# Fragment tekstu
══════════

Tydzień wystarczył, aby Akademicy z Koszalina przeszli solidną odmianę. Przed tygodniem podopieczni Kamila Sadowskiego zaliczyli bezbarwny występ w Dąbrowie Górniczej po to, aby w dniu dzisiejszym pewnie pokonać faworyzowany zespół z Gdyni.
Artur Mielczarek - Cameron Gliddon okazali się kluczowymi postaciami dla sukcesu Akademików i pierwszej historycznej wygranej dla trenera Sadowskiego w roli pierwszego trenera AZS-u.
Koszalinianie od pierwszych minut niesamowicie walczyli o każdy centymetr boiska i zupełnie nie było widać braku w składzie Patrika Audy. AZS szybko odskoczył i grał bardzo skutecznie, co nie pozwalało gdynianom zbliżyć się do gospodarzy.
W drugiej kwarcie gospodarze mieli już nawet 10 punktów przewagi, a po zmianie stron powiększyli ją jeszcze i w 24 minucie prowadzili już 57:37. Szybka przerwa dla Tane Spaseva pozwoliła jednak jeszcze przed decydującą kwartą zmniejszyć straty o połowę.

══════════

# Materiał
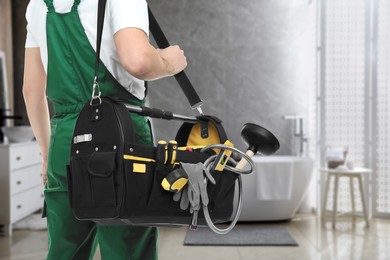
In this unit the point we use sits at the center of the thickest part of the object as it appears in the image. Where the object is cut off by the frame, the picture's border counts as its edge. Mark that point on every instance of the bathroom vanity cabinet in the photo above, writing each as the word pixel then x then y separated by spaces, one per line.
pixel 21 190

══════════

# Twoje zadanie
Odpowiedz krótko na pytania do tekstu o meczu:
(a) W jakim mieście Akademicy z Koszalina zagrali bezbarwny mecz tydzień wcześniej?
(b) Którego zawodnika brakowało w składzie koszalinian?
(c) Jaki był wynik w 24 minucie?
Materiał pochodzi z innego źródła niż tekst o meczu.

# Przykładowa odpowiedź
(a) W Dąbrowie Górniczej.
(b) Patrika Audy.
(c) 57:37 dla gospodarzy.